**Reading passage**
>> START

Bug in the per-coordinate clipping?
vmarkovtsev opened this issue · 2 comments
The current code for per-coordinate clipping is this:
ratio = (exp_avg.abs() / (rho * bs * hess + 1e-15)).clamp(None,1)
param.addcmul_(exp_avg.sign(), ratio, value=step_size_neg)
Let's suppose that hess
carries negative values below -1e-15 / (rho * bs)
. In that case, exp_avg.abs() / (rho * bs * hess + 1e-15)
evaluates to a negative number, potentially a very big one. .clamp(None,1)
does not truncate the negative numbers, so they survive. exp_avg.sign() * ratio * step_size_neg
becomes either an unclipped positive (if exp_avg is negative) or an unclipped negative.
In my experiments, hess
has always been positive so this problem has never appeared. The paper, however, says that:
When any entry of ht is negative, ... = ηρ·sign(mt[i]), which is the same as stochastic momentum SignSGD.

>> END

**Material**
>> START

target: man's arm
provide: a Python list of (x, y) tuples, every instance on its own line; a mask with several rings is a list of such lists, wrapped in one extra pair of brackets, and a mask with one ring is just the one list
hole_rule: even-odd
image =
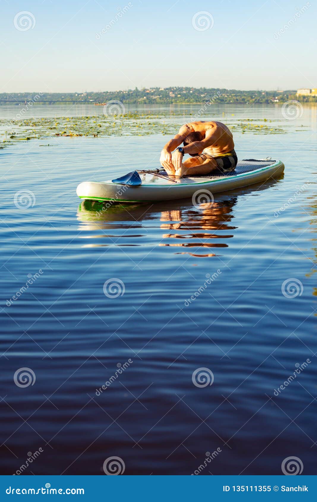
[[(169, 174), (173, 174), (175, 172), (174, 166), (172, 163), (171, 153), (175, 148), (184, 141), (187, 134), (192, 132), (192, 128), (190, 124), (185, 124), (182, 126), (178, 134), (175, 135), (172, 140), (168, 141), (161, 152), (160, 162), (162, 167)], [(174, 171), (174, 172), (172, 172)]]

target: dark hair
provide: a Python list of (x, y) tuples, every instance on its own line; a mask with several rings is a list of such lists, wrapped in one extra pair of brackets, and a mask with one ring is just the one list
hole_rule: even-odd
[[(190, 143), (193, 143), (195, 141), (201, 141), (203, 139), (203, 137), (201, 133), (199, 131), (194, 131), (193, 133), (189, 133), (187, 134), (187, 136), (184, 140), (183, 142), (183, 144), (184, 147), (186, 145), (189, 145)], [(191, 157), (196, 157), (197, 154), (189, 154)]]

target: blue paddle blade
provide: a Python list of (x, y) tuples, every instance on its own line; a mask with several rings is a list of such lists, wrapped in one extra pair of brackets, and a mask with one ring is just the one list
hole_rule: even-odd
[(131, 173), (125, 174), (121, 178), (117, 178), (116, 180), (112, 180), (113, 183), (118, 185), (130, 185), (131, 186), (138, 186), (142, 184), (142, 180), (139, 176), (137, 171), (132, 171)]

>> END

**Prompt 1**
Please translate this sentence from the per-coordinate clipping issue into Spanish: "In my experiments, hess has always been positive so this problem has never appeared."
**Prompt 2**
Answer these questions from the per-coordinate clipping issue, one answer per line and marked the same way:
(a) How many comments does the issue have?
(b) Which numbers does .clamp(None,1) fail to truncate?
(c) According to the paper, when any entry of ht is negative, what is the update the same as?
**Prompt 3**
Pick up the per-coordinate clipping issue after its last sentence and continue it.
The records can be set aside here; nothing below depends on them.

**Reply 1**
En mis experimentos, hess siempre ha sido positivo, así que este problema nunca ha aparecido.

**Reply 2**
(a) 2
(b) Negative numbers
(c) Stochastic momentum SignSGD

**Reply 3**
So the negative hessian values should be clipped. WDYT?
hess
cannot be negative in SophiaG since it is the diagonal entries of the Gauss-Newton matrix, which has to be non-negative.
In the paper,
When any entry of ht is negative, ... = ηρ·sign(mt[i]), which is the same as stochastic momentum SignSGD.
deals with the potential negative entries of hess
for SophiaH. The Hessian estimator in SophiaH is estimating the diagonal of the actual Hessian matrix so it can contain some negative values.
Thanks for the explanation!